**EXERCISE A**:
In the post about pension funds and CDOs, why do bankers call the equity tranches "toxic waste"? Answer in one to three sentences.
**EXERCISE B**:
According to the post about pension funds and CDOs, what did worldwide sales of CDOs reach last year?
**EXERCISE C**:
Please write a continuation of the post about pension funds and CDOs, picking up after its final sentence.

Toxic Waste Pension Nightmare

This just in from Bloomberg (the company, not the Mayor).  At a conference in Las Vegas, the city where casino gambling is legal and legal prostitution is nearby, Bear Sterns is giving a sales presentation to 50 public employee pension fund managers to convince them to purchase the equity tranches of collateralized debt obligations (CDOs). You can read all about it here:  http://www.bloomberg.com/apps/news?pid=20601109&sid=aW5vEJn3LpVw&refer=home.  Per Bloomberg “Worldwide sales of CDOs — which are packages of securities backed by bonds, mortgages and other loans — have soared since 2003, reaching $503 billion last year, a fivefold increase in three years. Bankers call the bottom sections of a CDO, the ones most vulnerable to losses from bad debt, the equity tranches. They also refer to them as toxic waste because as more borrowers default on loans, these investments would be the first to take losses. The investments could be wiped out.” A large share of CDOs are backed by subprime and Alt-A mortgage loans. Please someone tell me the NYC and NY State public employee pension funds aren’t buying these.

Some interesting quotes from knowledgable observers to Bloomberg: “I have trouble understanding public pension funds’ delving into equity tranches, unless they know something the market doesn’t know.” “No public fund should invest in equity tranches…fund managers are ignoring their fiduciary responsibilities by placing even 1 percent of pension assets into the riskiest portion of a CDO.” There similarities between Orange County Califonia’s 1994 banrkupcy, “which was the largest municipal bankruptcy in U.S. history, and investments by pension funds in equity tranches.” “Very few pension plans could meet their fiduciary duty by buying portfolios of subprime loans…They spiked up the yield, but that yield means nothing when the defaults start to mount, as we know they will. The funds will take big losses.”

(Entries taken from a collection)
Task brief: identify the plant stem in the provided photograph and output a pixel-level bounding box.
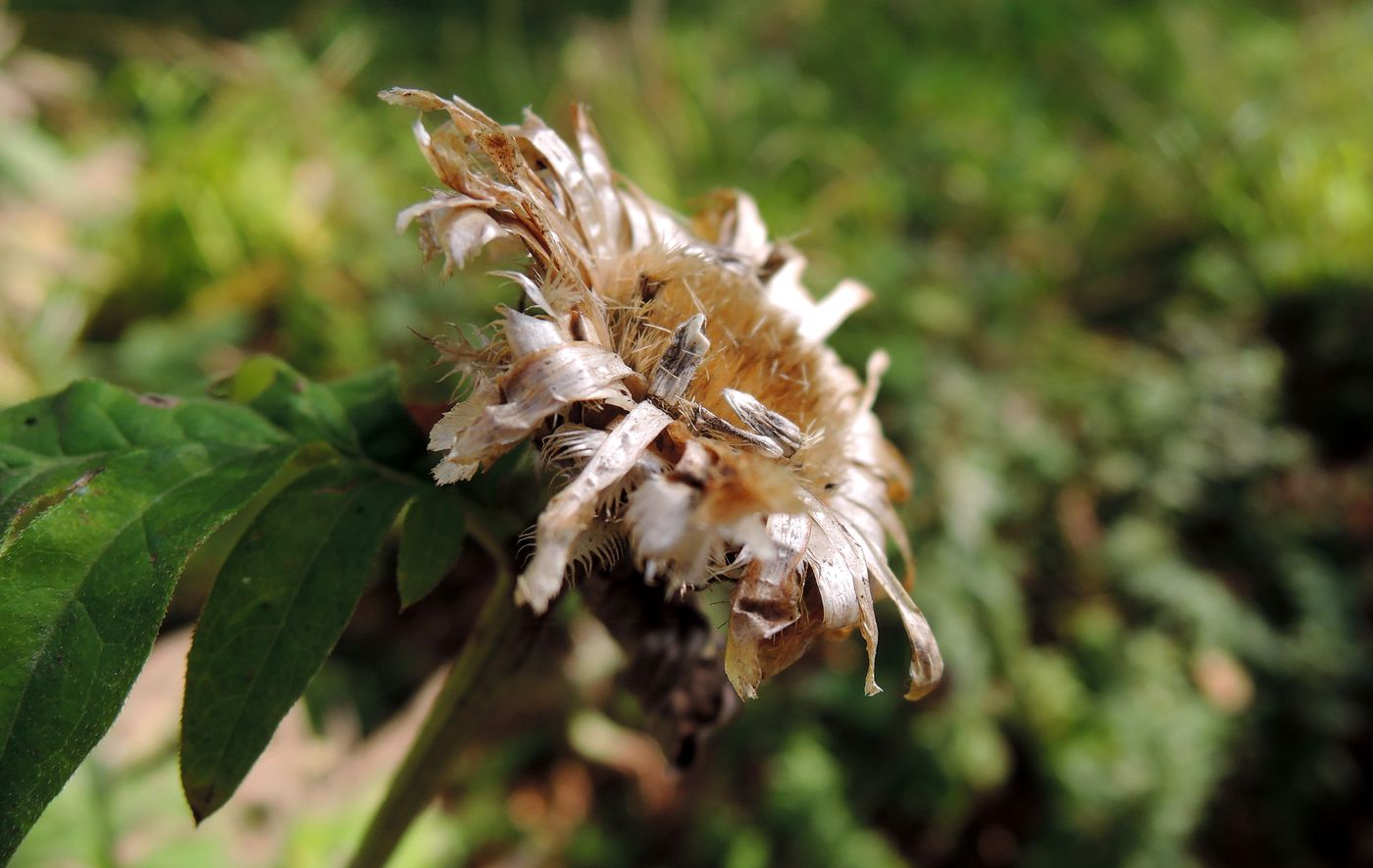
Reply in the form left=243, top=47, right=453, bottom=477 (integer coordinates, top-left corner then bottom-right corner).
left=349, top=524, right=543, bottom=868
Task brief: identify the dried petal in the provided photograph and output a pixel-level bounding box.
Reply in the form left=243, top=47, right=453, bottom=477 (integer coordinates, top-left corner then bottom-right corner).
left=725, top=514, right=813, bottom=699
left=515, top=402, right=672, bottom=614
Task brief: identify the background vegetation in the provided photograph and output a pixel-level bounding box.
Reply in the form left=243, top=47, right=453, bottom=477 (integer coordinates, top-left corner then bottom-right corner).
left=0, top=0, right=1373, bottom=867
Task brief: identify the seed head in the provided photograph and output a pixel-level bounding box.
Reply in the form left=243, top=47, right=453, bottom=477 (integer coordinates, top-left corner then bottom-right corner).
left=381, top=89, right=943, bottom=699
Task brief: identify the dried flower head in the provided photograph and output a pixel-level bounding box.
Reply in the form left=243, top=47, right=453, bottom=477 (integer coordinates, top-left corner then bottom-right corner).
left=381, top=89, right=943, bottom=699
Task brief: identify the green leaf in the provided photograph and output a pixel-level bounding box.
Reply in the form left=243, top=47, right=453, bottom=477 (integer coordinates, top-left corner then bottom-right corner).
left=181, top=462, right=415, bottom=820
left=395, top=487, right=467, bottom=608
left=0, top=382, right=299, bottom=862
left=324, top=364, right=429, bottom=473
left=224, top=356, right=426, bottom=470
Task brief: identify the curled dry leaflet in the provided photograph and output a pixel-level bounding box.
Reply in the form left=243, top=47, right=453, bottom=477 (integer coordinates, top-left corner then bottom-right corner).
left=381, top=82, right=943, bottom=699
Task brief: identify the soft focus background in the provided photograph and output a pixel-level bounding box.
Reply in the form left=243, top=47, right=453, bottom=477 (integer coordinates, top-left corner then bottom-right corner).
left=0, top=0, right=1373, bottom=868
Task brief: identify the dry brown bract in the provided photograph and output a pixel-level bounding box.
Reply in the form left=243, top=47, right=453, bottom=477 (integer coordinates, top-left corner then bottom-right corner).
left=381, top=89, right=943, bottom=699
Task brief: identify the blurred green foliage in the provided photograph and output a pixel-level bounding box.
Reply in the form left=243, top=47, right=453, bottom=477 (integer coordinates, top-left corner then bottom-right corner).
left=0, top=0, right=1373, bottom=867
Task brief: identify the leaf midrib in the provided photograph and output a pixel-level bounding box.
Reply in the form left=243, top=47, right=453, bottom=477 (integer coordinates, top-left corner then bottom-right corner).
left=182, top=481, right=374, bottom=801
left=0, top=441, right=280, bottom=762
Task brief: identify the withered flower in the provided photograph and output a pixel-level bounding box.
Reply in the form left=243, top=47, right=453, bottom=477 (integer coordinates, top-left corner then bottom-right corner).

**YOUR RESPONSE A**:
The equity tranches are the bottom sections of a CDO. When more borrowers default on loans, these investments are the first to take losses. They could even be wiped out.

**YOUR RESPONSE B**:
They reached $503 billion.

**YOUR RESPONSE C**:
I’ve only learned how these debt securitizations work in the last couple of years. What I’ve wondered is “who owns the toxic waste?” I was told that investors in the “first loss” piece are typically wealthy, sophisticated indivduals that scrutinize every aspect of the deal very carefully, rather than rely on rating agencies which are now claiming it a “misperception” that they offer a rating rather than a non-binding opinion. Sophisticated? “Kay Chippeaux, fixed-income portfolio manager of the New Mexico council, says it decided to buy equity tranches after listening to pitches from Merrill Lynch & Co., Wachovia Corp. and Bear Stearns.” A sophisticated investor would ask why these organizations don’t want toxic waste on their own books.

“Public pension funds have bought more than $500 million in CDO equity tranches in the past five years, according to data from public records requests.” Since the subprime meltdown became apparent, and it’s just starting, it appears that Wall Street is running low on greater fools. So it is turning to the greatest fool of all, the one that likes to promise spending and favors without taxes.